(EXERCISE): In the entries below, starting at the line that contains "Each instance of the sloped" and ending at the line that contains "(1021, 565)", can you write out every line again in full, shifting each coordinate in the answers by -132?

Raw records:
******
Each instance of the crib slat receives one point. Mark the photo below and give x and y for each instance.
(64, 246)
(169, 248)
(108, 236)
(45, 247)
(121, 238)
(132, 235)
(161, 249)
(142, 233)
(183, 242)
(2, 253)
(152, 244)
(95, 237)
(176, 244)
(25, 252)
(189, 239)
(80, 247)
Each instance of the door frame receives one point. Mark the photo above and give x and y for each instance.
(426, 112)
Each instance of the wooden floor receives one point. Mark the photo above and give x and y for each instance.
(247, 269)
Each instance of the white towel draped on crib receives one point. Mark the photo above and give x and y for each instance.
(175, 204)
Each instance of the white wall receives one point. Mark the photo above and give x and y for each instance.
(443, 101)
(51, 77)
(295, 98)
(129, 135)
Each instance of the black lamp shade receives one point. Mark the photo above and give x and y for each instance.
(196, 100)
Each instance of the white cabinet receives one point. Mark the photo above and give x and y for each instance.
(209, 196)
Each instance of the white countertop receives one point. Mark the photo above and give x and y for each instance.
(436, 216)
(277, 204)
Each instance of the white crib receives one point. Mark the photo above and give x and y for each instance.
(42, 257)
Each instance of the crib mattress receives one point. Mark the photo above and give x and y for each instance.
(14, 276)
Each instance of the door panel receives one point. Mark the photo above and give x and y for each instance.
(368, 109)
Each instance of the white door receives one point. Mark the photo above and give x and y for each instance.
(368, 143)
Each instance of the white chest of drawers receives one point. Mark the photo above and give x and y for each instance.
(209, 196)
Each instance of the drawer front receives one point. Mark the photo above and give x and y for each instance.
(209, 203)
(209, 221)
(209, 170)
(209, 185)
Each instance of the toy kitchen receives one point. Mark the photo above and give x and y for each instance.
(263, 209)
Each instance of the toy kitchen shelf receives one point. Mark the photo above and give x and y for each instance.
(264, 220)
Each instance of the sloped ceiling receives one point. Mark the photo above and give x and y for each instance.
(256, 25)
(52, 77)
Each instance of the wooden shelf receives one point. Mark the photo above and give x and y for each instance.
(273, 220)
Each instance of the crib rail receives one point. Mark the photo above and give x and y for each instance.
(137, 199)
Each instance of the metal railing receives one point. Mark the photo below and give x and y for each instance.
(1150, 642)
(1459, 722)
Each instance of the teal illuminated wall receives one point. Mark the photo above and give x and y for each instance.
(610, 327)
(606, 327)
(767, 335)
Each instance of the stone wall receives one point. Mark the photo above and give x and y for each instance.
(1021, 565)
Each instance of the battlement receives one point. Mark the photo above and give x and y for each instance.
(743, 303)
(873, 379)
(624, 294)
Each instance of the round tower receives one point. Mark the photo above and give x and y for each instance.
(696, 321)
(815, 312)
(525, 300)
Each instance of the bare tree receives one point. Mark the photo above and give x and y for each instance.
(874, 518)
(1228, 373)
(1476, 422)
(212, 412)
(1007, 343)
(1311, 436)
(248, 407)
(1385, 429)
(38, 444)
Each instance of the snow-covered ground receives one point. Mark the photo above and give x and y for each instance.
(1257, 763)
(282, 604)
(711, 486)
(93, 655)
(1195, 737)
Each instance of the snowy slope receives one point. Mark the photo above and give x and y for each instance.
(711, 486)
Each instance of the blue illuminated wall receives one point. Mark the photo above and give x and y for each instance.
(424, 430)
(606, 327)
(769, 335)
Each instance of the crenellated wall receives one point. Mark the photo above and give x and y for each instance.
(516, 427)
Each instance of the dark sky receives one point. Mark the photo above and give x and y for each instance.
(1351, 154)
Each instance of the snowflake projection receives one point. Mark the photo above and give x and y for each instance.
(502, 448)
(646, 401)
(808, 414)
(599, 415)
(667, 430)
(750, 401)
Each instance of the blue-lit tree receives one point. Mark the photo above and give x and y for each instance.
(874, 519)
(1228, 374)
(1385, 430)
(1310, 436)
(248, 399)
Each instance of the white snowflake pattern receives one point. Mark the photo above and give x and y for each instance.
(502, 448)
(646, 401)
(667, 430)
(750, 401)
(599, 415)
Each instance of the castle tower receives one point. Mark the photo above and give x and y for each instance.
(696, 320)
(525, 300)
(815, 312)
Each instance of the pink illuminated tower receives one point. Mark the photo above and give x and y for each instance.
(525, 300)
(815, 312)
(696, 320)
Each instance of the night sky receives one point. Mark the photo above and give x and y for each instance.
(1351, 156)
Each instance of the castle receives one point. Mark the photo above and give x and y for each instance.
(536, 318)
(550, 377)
******
(THE SOLUTION):
Each instance of the sloped ceiling receives one point. Mark the photo above and give x and y for each instance.
(124, -107)
(-80, -55)
Each instance of the wooden shelf receives one point. Mark the photo above and give x and y for each instance.
(141, 88)
Each instance of the crib rail receives one point. Mark the photo above and give x and y for each instance.
(5, 67)
Each instance of the metal railing receives one point. Mark the photo below and give x and y for each instance.
(1018, 510)
(1327, 590)
Each instance of the teal illuminated wall receives one point. Mark the photo above and give x and y for each instance.
(478, 195)
(474, 195)
(635, 203)
Each instance of the stone wall receives one point. Mark the photo above and give x and y for each instance.
(889, 433)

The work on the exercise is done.